== DOCUMENT SEGMENT
Taking a closer look at the predictions of the various tools on the test set, including our developed DNNs, one can see a clear trend in the rmse, which is larger for chemicals with more non-hydrogen atoms (NHA). COSMO-RS, in particular, has significant problems with predictions for chemicals with greater NHA (Fig. 3, Supplementary Figs. 5, 6). Within the group of outliers (rmse > 1) chemicals with higher NHA are proportionally overrepresented. Such overrepresentation is also seen for ions (for categorization of ionic chemical see Potential Limitations of the dataset: log P versus log D), especially if they are predicted by OCHEM, COSMO-RS, and ACD/GALAS. For these models, the rmse significantly decreased when only chemicals classified as neutral were considered in the calculation (see Table 1). An advantage of OCHEM is a clear statement for each prediction, whether the queried chemical is within the application domain or not. Many of the ionic outliers were outside the application domain. Most of the prediction tools can in principle calculate the log D for the ionic form, but pH values for which the predictions are made would have to be taken into account explicitly. However, the dataset does not contain this information (see Potential limitations of the dataset: log P versus log D). We noted 63 compounds in the test set where at least four prediction tools showed differences greater than 1 from the experimental log P value, many of which were classified as ions/zwitterions or had unknown primary sources of the experimental data. We believe that all tested tools will profit from an improved classification of neutral and ionic chemicals.

Fig. 3: Predictions of log P values for the test set by our DNNtaut and six selected tools.
figure 3

The test set is represented by randomly selected SMILES codes including tautomers. The rmse values are shown for the range of non-hydrogen atoms NHA reflecting the size of the molecules.
====
■ **AIM 1**
According to the log P prediction text, which kind of chemicals are proportionally overrepresented among the outliers with an rmse above 1?
■ **AIM 2**
Pick up the log P prediction text after its final sentence and continue writing it.
You won't need the data on this page.
== DATASET EXTRACT
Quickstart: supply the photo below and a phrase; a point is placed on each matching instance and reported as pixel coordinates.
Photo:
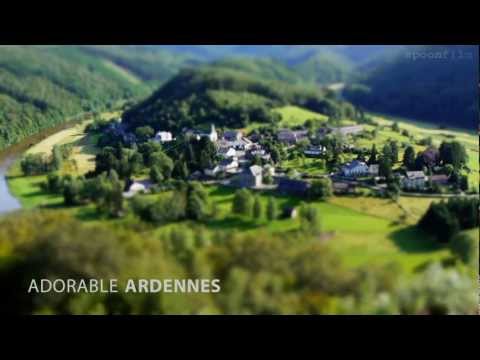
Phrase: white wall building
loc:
====
■ **EXPECTED ANSWER 1**
Chemicals with a higher number of non-hydrogen atoms (NHA) are proportionally overrepresented, and ions are as well.

■ **EXPECTED ANSWER 2**
Identification of errors in the dataset

Two potential sources of error can occur for a data point in the dataset: (A) the chemical structure is not mapped correctly or (B) the corresponding value (in our case log P) is wrong. In case (A), false representations of the real structure are caused either by a nomenclature error in the primary source or by a wrong assignment of identifiers, such as CAS number or SMILES. The dataset used here was already curated by Mansouri et al.13 who checked the congruence of name, CAS, and SMILES as identifiers and added missing information like stereochemistry. For case (B), we could identify several issues in the dataset: we found mismatches in the values given in the dataset and the ones in the primary source. This is caused by transcription errors and wrong conversions (e.g., calculation of log P from a chromatographic capacity factor), and by the wrong assignment of experimental log P values for a chemical, where different log P values are given (e.g., Uric acid: log P (dataset) = −2.17 (ion), log P (corrected) = 0.18)28. Furthermore, predicted log P values were falsely classified as experimentally determined data. In some cases, the experimental setup was not suitable to determine the log P values (e.g., for Disperse Red, the solubility of the chemical limits the experimental determination of log P in the selected setup)52,53. We also identified duplicates in the dataset resulting from different structural representations of the same compound, and it is often not clear which criteria should be used to select the correct value. Tautomers can generate this problem (e.g., 4-nitrosophenol log P = 1.29, 4-benzoquinone mono oxime log P = 1.08), but also salts (e.g., octanoic acid log P = 3.05, sodium octanoate log P = −1.38, see Corrections.xlsx in GIT repository). We found eight cases in the dataset where two different representations, salt and neutral form of the chemical, are given. For these chemicals, the experimental log P values for the respective form are significantly different. However, no difference should occur if the corresponding pH values were selected correctly for both variants during the measurement of the log P value. In this case we kept the neutral form of the chemical in the dataset and excluded the salt.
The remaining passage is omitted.